_DOCUMENT TEXT_.
--- START ---

Sofiya Asher: Let’s return to the volume. What would you like the volume’s readers to keep in mind while engaging with this work?
Natalia Knoblock: That’s a difficult question. I would like people to be sensitive to the situation that the authors describe. I would like people to give the authors slack because everybody tried to do their best whether or not it turned out as well as we hoped. I’d like the war to end. I would like people to use their creative powers for something more productive than name calling. You know, there was an old slogan, something about using energy for peaceful purposes. I wish people used their creative linguistic energy for better purposes than insulting each other. We don’t need verbal aggression; there’s too much aggression in this world already. So, let’s concentrate on something better than insults. But, of course, language specialists just record and analyze what is going on, and we should keep that in mind.
Sofiya Asher: What do you hope this volume’s contribution to the scholarship of discursive practices of conflict will be?
Natalia Knoblock: I think this volume shows a little more variety in verbal aggression strategies and techniques. I wouldn’t claim that nobody has done what we’ve done in this book, but I think some of our studies are quite innovative. For example, the attention to the use of personal names is something that scholars can continue exploring. It came up in a different book I’m working on right now. It’s also an edited collection, and it talks about morphosyntactic features of verbal aggression. One of the contributions focuses on diminutive suffixes, and it shows that diminution in reference to a person is often derogatory, unlike references to inanimate objects or animals. That could be something worthy of further research. Another point that the volume emphasizes is the interconnection of linguistic and extralinguistic factors. Language does not exist detached from society. This is not a new idea, but given some of the claims that language is some kind of special unit in your brain and it is not related to social factors – yeah, no! Overall, the main contribution is probably the variety of topics and aspects that were discussed and covered in the volume.

--- END ---

_PROBLEMS TO SOLVE_.
(a) Copy the passage of the interview from "Natalia Knoblock: That’s" to "that in mind.".
(b) Answer these questions on the interview:
(i) What does Natalia Knoblock say there is already too much of in this world?
(ii) According to one contribution in the other book she mentions, how is diminution in reference to a person often used?
(iii) What does she call probably the main contribution of the volume?

Records from a data collection:

--- START ---

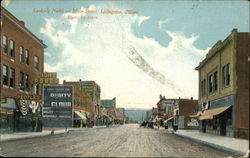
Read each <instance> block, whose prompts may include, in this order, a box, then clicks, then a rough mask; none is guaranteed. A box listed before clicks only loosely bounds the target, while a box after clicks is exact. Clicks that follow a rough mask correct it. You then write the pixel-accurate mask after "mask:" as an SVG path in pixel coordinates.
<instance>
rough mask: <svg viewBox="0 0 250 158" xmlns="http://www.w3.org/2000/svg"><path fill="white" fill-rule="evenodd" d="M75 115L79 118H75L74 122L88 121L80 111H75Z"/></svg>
mask: <svg viewBox="0 0 250 158" xmlns="http://www.w3.org/2000/svg"><path fill="white" fill-rule="evenodd" d="M74 112H75V114H76V115H77V116H78V118H74V120H84V121H87V118H86V116H85V115H84V114H82V113H81V112H80V111H74Z"/></svg>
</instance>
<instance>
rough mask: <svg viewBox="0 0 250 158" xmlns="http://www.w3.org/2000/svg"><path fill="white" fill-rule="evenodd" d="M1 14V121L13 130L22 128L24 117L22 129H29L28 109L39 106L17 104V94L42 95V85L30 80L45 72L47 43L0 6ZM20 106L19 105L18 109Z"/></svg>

--- END ---

_NUMBERED ANSWERS_.
(a)
Natalia Knoblock: That’s a difficult question. I would like people to be sensitive to the situation that the authors describe. I would like people to give the authors slack because everybody tried to do their best whether or not it turned out as well as we hoped. I’d like the war to end. I would like people to use their creative powers for something more productive than name calling. You know, there was an old slogan, something about using energy for peaceful purposes. I wish people used their creative linguistic energy for better purposes than insulting each other. We don’t need verbal aggression; there’s too much aggression in this world already. So, let’s concentrate on something better than insults. But, of course, language specialists just record and analyze what is going on, and we should keep that in mind.

(b)
(i) Aggression.
(ii) It is often derogatory.
(iii) The variety of topics and aspects discussed and covered in the volume.